Position identification records:
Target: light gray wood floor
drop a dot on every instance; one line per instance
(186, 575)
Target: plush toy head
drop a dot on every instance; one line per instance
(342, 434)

Stated exercise
Shift every coordinate in the answers by adding 83 to each number, then write out again the records from the line containing "Target: plush toy head" through the end of the records, inclusive. Return only those lines, requests included.

Expected output
Target: plush toy head
drop a dot on every instance; one line per instance
(425, 517)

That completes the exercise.